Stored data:
= = = =

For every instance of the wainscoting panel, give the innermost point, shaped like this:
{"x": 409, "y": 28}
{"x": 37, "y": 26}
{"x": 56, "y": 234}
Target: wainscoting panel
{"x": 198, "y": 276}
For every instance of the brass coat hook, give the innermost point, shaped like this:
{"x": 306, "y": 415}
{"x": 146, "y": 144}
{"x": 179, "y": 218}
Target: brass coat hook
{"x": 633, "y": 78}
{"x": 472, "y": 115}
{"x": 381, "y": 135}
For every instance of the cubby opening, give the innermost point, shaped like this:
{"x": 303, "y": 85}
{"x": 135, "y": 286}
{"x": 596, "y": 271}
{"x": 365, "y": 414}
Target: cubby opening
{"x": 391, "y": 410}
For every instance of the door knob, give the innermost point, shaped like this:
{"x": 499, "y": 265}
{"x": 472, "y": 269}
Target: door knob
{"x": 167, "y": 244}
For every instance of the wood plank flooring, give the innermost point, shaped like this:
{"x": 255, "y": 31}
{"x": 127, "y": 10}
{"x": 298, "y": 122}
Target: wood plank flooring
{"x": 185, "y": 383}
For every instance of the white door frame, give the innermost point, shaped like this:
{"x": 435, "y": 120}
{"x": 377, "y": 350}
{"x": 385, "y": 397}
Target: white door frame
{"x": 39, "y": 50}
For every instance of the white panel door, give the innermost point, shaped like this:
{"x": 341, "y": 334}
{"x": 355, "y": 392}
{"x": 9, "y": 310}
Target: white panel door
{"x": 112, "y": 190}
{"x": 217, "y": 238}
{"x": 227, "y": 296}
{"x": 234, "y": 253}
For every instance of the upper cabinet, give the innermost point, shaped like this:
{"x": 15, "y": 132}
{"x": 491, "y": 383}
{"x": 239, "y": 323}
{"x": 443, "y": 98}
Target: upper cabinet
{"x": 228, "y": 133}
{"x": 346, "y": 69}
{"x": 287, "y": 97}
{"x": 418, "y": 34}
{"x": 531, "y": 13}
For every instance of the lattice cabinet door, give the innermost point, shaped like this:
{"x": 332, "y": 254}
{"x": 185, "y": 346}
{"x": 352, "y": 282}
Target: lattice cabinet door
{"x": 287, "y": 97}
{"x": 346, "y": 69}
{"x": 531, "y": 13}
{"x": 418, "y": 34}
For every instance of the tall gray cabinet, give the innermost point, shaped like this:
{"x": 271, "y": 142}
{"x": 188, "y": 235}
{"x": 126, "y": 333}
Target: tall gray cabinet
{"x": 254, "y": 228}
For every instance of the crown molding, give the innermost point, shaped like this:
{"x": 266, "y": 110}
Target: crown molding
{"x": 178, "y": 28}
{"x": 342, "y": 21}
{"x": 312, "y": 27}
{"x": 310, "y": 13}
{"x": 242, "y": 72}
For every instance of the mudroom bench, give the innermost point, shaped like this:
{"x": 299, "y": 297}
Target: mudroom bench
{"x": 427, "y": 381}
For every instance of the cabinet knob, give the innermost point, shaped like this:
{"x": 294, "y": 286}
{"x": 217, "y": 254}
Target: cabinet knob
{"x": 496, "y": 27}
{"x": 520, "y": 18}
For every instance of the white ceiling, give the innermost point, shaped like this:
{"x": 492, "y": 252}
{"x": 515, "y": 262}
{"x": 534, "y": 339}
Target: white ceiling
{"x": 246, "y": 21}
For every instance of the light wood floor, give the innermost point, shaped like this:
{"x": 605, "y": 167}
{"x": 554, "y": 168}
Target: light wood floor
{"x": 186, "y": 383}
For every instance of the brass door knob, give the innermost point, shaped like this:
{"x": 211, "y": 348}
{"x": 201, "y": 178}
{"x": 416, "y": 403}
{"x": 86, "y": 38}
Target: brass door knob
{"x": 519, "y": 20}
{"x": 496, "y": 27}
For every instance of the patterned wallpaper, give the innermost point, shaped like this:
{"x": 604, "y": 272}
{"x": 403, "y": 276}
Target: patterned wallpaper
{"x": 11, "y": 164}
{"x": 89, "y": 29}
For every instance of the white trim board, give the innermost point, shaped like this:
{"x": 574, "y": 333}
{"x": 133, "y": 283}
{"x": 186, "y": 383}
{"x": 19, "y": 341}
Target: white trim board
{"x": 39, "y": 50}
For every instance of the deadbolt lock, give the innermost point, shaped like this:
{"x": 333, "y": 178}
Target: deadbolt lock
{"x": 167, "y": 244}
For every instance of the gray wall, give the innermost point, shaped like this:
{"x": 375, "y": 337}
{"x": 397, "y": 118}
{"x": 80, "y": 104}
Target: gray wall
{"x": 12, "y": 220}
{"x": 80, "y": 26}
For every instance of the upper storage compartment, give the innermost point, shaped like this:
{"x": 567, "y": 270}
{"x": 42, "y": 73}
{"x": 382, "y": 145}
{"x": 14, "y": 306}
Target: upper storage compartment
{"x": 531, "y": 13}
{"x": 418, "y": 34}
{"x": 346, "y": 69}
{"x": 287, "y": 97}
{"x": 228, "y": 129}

= = = =

- [Task instructions]: Set down, unchanged, the line that contains "For every instance of the white ceiling, give" together with every later line in the records, through the last one.

- [Complete answer]:
For every instance of the white ceiling, give the innermost point, shaped like this:
{"x": 492, "y": 252}
{"x": 515, "y": 262}
{"x": 534, "y": 339}
Target: white ceiling
{"x": 246, "y": 21}
For every instance of the light wood floor, give the innermost point, shaped like this:
{"x": 605, "y": 167}
{"x": 554, "y": 168}
Target: light wood floor
{"x": 186, "y": 383}
For every instance of the brass door knob, give the innermost point, shaped like this:
{"x": 211, "y": 348}
{"x": 201, "y": 178}
{"x": 416, "y": 403}
{"x": 86, "y": 38}
Target: brass door knob
{"x": 519, "y": 20}
{"x": 496, "y": 27}
For every instance of the patterned wallpaper, give the innermost point, shaped like this:
{"x": 604, "y": 272}
{"x": 403, "y": 276}
Target: patterned wallpaper
{"x": 11, "y": 164}
{"x": 89, "y": 29}
For every instance of the white trim board, give the innermost point, shaped like this:
{"x": 574, "y": 333}
{"x": 133, "y": 283}
{"x": 186, "y": 383}
{"x": 19, "y": 341}
Target: white trim board
{"x": 39, "y": 50}
For every instance of the deadbolt lock, give the innermost point, shaped like this:
{"x": 333, "y": 178}
Target: deadbolt lock
{"x": 167, "y": 244}
For every instance of the gray wall, give the innermost point, shaped like this:
{"x": 375, "y": 337}
{"x": 397, "y": 118}
{"x": 80, "y": 104}
Target: gray wall
{"x": 12, "y": 220}
{"x": 80, "y": 26}
For every instance of the upper storage compartment, give the innermost point, shaped like this:
{"x": 567, "y": 270}
{"x": 42, "y": 73}
{"x": 382, "y": 145}
{"x": 14, "y": 306}
Target: upper storage compartment
{"x": 531, "y": 13}
{"x": 418, "y": 34}
{"x": 346, "y": 69}
{"x": 287, "y": 97}
{"x": 228, "y": 129}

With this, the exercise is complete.